====== TEXTAUSZUG
Hertha BSC: Rückschläge aus dem Nichts

Souverän mit 3:0 gegen den HSV gewonnen, dritter Heimsieg in Folge: Die Stammelf von Hertha BSC schien sich gefunden zu haben. Doch nach den Niederlagen in Bielefeld und Paderborn ist das Selbstvertrauen bei Hertha BSC angeschlagen.

Mit der Kabine von Hertha BSC verhält es sich in etwa so wie der Legende nach mit Ausflügen nach Las Vegas: Was dort passiert, hat bitteschön auch dort zu bleiben. Gerade nach frustrierenden Tagen wie zuletzt legt Jos Luhukay großen Wert darauf, keine Interna nach außen dringen zu lassen. Dabei waren die Fragen doch so naheliegend am Montagmorgen: Ist der Trainer in seiner verhältnismäßig langen Ansprache vor dem Auslaufen nun laut geworden? Oder zumindest lauter als sonst? Oder waren doch eher psychologische Maßnahmen vonnöten nach dem 1:3 in Paderborn? „Ich möchte das nicht kommentieren“, sagte Luhukay, „wie ich mit der Mannschaft umgehe, ist etwas Persönliches.“

Fakt ist: Was die Berliner in dieser Woche in Ostwestfalen erlebt haben, wird nicht in Ostwestfalen bleiben, es könnte Hertha BSC noch für längere Zeit verfolgen – weil sich die Beteiligten noch vor wenigen Tagen auf einem guten Weg wähnten. Nach dem dritten Heimsieg in Serie, dem 3:0 über den HSV, „hat eigentlich niemand bei uns damit gerechnet, dass wir im Pokal ausscheiden“, sagte Luhukay. „Es gab keine Anzeichen dafür, wir waren richtig gut drauf“, ergänzte der Niederländer, „und dann kommt so ein Spiel heraus und man ist wieder auf dem Boden der Tatsachen.“ 

Hertha BSC wirkte in Paderborn extrem verunsichert

Die Geschehnisse vom Dienstagabend, sie beschäftigten die Mannschaft offensichtlich auch noch fünf Tage später. In Paderborn wirkte Hertha BSC extrem verunsichert, das Team zeigte gravierende Schwächen in nahezu allen relevanten Bereichen: Zweikampfführung, Defensivverhalten, Spielgestaltung, mannschaftliche Geschlossenheit, Einsatzbereitschaft. Die fünfte Partie der Saison auf fremdem Platz verdeutlichte noch einmal, warum Hertha BSC mit nur einem Punkt (2:2 in Freiburg) das auswärtsschwächste Bundesliga-Team der Saison ist. Dazu gesellten sich dummerweise auch noch eklatante Mängel im Spiel nach vorn: Wer es gut meinte mit den Berlinern, konnte ihnen in 210 Minuten Nettospielzeit gegen einen Drittligisten und einen Aufsteiger zwei klare Chancen attestieren, von denen eine in Paderborn sogar noch zum zwischenzeitlichen Ausgleich durch Salomon Kalou führte.
============
====== QUELLENMATERIAL
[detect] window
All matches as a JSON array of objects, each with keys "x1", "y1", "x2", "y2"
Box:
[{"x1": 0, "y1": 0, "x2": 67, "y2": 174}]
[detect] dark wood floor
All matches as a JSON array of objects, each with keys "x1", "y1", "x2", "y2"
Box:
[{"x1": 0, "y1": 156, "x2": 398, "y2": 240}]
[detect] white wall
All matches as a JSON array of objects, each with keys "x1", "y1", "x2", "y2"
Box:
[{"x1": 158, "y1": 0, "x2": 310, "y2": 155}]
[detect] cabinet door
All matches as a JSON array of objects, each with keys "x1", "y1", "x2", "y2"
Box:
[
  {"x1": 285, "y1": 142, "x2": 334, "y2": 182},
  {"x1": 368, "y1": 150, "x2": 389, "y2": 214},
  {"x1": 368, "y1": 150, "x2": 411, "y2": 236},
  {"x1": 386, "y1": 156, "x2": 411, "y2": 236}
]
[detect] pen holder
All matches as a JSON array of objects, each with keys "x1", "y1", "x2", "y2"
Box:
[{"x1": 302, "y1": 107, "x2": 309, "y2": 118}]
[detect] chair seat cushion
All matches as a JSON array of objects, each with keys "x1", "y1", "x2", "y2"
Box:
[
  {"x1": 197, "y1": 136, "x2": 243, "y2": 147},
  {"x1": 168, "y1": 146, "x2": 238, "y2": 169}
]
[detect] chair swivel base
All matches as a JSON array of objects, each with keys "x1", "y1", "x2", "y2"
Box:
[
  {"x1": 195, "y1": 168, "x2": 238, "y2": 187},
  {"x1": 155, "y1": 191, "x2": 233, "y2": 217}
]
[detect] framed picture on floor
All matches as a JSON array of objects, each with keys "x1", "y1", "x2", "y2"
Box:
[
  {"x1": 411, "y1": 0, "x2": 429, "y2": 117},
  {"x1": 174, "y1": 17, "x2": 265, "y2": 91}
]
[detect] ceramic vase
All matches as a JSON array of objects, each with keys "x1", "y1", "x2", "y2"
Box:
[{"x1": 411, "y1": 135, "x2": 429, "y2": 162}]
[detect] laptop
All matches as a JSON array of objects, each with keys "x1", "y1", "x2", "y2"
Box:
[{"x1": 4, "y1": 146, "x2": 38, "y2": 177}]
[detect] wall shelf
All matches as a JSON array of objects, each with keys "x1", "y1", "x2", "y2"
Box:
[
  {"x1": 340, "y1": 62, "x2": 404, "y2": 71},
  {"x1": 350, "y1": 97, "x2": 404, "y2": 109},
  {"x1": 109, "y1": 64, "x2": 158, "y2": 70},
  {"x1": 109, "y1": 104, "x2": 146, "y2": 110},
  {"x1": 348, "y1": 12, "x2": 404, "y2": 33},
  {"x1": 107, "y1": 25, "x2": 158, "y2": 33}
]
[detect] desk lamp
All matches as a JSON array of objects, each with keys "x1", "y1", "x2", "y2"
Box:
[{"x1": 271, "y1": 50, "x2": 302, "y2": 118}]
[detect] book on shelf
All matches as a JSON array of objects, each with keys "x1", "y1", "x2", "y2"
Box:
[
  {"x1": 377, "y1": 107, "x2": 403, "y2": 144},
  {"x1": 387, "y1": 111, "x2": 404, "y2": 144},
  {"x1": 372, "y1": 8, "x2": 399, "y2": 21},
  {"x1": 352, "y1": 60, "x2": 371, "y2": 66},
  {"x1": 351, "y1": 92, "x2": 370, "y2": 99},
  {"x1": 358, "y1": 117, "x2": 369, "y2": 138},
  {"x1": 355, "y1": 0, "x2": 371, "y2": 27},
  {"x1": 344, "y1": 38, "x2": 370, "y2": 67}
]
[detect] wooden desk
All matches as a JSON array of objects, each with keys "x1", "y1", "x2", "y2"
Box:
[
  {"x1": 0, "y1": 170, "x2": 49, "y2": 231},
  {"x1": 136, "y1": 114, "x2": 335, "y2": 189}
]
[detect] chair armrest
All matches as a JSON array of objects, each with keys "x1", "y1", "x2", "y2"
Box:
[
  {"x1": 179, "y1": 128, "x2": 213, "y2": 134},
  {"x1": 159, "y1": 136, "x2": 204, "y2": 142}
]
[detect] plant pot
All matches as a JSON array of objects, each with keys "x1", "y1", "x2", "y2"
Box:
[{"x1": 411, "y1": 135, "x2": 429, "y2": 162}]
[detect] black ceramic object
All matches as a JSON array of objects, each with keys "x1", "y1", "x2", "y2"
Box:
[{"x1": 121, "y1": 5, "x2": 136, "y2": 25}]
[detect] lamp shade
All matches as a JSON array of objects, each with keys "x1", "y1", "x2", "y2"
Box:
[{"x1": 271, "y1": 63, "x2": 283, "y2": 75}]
============
**AUFGABEN**
(1) Zeige jede Zeile der Auflistung, in der die Zeichenfolge „ceramic“ vorkommt.
(2) Setze den Text über Hertha BSC dort fort, wo er aufhört.
Der Text über Hertha BSC und die Auflistung haben nichts miteinander zu tun.

**LÖSUNGEN**
(1)
[detect] ceramic vase
[detect] black ceramic object

(2)
Luhukays länger angekündigte Zwischenbilanz nach zehn Spieltagen und, nun ja, zwei Pokalrunden fiel deshalb ziemlich ernüchternd, aber nicht weniger realistisch aus: „Ehrlich gesagt habe ich mit etwas mehr Punkten gerechnet“, sagte der Coach, „aber wenn man alles betrachtet, entspricht unsere Ausbeute dem, was wir bisher gezeigt haben.“

Zur Gesamtsituation gehören einerseits die vielen Verletzten im Kader, für die an dieser Stelle zwei Namen exemplarisch stehen sollen: in Alexander Baumjohann (Kreuzbandriss) fehlt langfristig der Mann, den Luhukay vor der Saison als elementar wichtig im Kreativbereich verortet hatte. In der neuralgischen Zone vor der Viererkette muss der Coach zudem seit Wochen auf den am Zeh operierten Tolga Cigerci verzichten. Cigerci war vor seiner Verletzung einer der Garanten für die Stabilität, die Hertha über weite Strecken der abgelaufenen Spielzeit ausgezeichnet hat.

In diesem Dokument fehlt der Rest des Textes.